Stored items
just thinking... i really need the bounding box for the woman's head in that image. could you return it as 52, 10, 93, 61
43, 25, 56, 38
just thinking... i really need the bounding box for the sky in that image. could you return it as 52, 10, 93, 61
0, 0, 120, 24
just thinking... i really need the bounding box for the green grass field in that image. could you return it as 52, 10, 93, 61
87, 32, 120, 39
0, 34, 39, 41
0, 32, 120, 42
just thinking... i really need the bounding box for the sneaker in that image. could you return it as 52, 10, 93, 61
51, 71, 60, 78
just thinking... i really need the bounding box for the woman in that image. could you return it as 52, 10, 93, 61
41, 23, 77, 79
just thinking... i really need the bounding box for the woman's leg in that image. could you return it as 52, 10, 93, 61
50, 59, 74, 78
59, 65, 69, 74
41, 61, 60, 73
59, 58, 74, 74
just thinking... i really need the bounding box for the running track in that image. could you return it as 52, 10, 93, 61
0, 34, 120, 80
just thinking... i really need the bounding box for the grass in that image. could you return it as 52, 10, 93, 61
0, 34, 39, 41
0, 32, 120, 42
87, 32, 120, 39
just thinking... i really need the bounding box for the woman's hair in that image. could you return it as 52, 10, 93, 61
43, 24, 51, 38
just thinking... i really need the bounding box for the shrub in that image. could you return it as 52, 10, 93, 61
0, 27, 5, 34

* Aim of the task
The entries shown above must be reproduced in full, exactly as written.

* Output for this exercise
just thinking... i really need the bounding box for the woman's head in that image. could you return it as 52, 10, 93, 61
43, 25, 56, 38
just thinking... i really need the bounding box for the sky in that image. could you return it as 52, 10, 93, 61
0, 0, 120, 24
just thinking... i really need the bounding box for the green grass field in that image. could you return it as 52, 10, 93, 61
87, 32, 120, 39
0, 34, 39, 41
0, 32, 120, 42
just thinking... i really need the bounding box for the sneaker in that image. could you return it as 52, 10, 93, 61
51, 71, 60, 78
just thinking... i really need the bounding box for the woman in that image. could you return it as 52, 10, 93, 61
41, 23, 77, 79
just thinking... i really need the bounding box for the woman's leg in that image. could you return it as 52, 10, 93, 61
50, 59, 74, 78
59, 65, 69, 74
41, 61, 60, 73
59, 58, 74, 74
just thinking... i really need the bounding box for the running track in that image. could you return it as 52, 10, 93, 61
0, 34, 120, 80
just thinking... i really need the bounding box for the grass in that image. could you return it as 52, 10, 93, 61
0, 34, 39, 41
0, 32, 120, 42
87, 32, 120, 39
just thinking... i really need the bounding box for the woman's hair in that image. could you return it as 52, 10, 93, 61
43, 24, 51, 38
just thinking... i really need the bounding box for the shrub in that image. could you return it as 52, 10, 93, 61
0, 27, 5, 34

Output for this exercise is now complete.